Dans l'extrait à lire sur le procès de Derek Chauvin, résumez en une phrase plus courte le paragraphe qui commence par « L'agent Derek Chauvin, qui a maintenu ». Gardez-en les faits principaux.

▶ Extrait à lire:
------------------------------------------------------------------------

(Minneapolis) « Blessé » et « transformé à jamais » par la mort de son neveu George Floyd, Selwyn Jones aborde avec appréhension le procès du policier qui l’a tué,  échaudé par la clémence historique du système judiciaire américain envers les forces de l’ordre.

« Je veux que justice soit rendue, même si, dans mon cœur, cela ne sera jamais juste », confie à l’AFP l’oncle maternel de cet Afro-Américain dont le nom a fait le tour du monde après sa mort, le 25 mai, sous le genou d’un policier blanc de Minneapolis.

L’agent Derek Chauvin, qui a maintenu sa pression sur le cou de George Floyd pendant près de neuf minutes malgré ses supplications, a été inculpé de meurtre et son procès s’ouvre lundi dans la grande ville du nord des États-Unis.

« Évidemment, je veux qu’il soit déclaré coupable », déclare M. Jones, 55 ans, qui vit à Gettysburg dans le Dakota du Sud et espère assister à des pans du procès, bien que, COVID-19 oblige, un seul siège soit réservé à la famille dans la salle d’audience.

Pour lui, la vidéo du drame, filmée et mise en ligne par une passante, ne laisse aucun doute : Derek Chauvin « est autant coupable qu’on puisse l’être ».

------------------------------------------------------------------------

▶ Liste des enregistrements:
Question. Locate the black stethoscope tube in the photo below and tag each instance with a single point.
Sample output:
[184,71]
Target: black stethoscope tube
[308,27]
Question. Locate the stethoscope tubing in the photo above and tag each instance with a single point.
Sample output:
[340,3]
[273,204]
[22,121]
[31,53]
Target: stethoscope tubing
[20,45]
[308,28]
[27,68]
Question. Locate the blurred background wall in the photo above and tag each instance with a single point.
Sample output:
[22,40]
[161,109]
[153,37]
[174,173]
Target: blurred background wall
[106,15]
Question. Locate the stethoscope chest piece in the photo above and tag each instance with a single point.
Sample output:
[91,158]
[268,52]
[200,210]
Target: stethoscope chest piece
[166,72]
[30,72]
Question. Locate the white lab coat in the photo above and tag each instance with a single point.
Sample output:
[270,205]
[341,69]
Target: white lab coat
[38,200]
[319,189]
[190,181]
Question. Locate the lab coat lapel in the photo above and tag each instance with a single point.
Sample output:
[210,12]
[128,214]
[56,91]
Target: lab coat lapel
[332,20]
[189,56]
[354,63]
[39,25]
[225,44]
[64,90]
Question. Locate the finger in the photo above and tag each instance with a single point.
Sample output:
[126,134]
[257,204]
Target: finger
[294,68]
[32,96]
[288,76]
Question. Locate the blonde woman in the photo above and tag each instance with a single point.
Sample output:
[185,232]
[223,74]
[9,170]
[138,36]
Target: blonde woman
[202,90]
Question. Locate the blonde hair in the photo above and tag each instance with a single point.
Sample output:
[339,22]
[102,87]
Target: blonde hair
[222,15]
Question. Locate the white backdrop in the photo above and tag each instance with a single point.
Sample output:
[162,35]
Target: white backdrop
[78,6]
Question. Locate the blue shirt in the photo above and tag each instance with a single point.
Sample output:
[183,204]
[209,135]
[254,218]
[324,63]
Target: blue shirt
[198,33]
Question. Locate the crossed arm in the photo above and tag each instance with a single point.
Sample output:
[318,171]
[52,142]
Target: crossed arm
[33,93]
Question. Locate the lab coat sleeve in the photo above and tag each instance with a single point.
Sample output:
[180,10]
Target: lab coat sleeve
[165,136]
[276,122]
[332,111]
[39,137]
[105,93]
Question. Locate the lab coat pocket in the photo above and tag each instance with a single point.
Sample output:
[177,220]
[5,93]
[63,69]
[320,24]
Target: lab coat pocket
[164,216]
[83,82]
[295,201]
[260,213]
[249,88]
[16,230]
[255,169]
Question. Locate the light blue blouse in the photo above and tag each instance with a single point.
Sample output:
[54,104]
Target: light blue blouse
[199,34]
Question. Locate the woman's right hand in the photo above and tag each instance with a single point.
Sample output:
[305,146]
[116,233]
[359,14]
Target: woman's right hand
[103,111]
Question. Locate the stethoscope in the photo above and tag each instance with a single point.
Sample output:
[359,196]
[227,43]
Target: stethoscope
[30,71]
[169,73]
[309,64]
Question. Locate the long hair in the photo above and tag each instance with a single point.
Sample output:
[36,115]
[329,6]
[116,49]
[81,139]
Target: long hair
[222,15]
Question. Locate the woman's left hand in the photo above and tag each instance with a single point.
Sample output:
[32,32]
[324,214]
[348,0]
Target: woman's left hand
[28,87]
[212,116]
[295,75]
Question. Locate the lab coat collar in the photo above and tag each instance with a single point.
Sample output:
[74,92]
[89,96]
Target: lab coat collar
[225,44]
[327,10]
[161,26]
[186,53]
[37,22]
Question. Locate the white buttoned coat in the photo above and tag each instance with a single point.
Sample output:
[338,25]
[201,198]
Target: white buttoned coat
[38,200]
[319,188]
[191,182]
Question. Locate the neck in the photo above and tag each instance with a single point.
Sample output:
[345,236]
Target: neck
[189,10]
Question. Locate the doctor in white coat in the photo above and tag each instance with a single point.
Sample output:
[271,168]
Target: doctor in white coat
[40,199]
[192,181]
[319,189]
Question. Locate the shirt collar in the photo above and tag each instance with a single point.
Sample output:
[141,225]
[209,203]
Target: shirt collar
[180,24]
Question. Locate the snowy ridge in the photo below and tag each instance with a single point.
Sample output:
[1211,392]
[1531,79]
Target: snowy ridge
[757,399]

------------------------------------------------------------------------

▶ Résultat:
Inculpé de meurtre pour avoir appuyé près de neuf minutes sur le cou de George Floyd malgré ses supplications, Derek Chauvin voit son procès s'ouvrir lundi dans la grande ville du nord des États-Unis.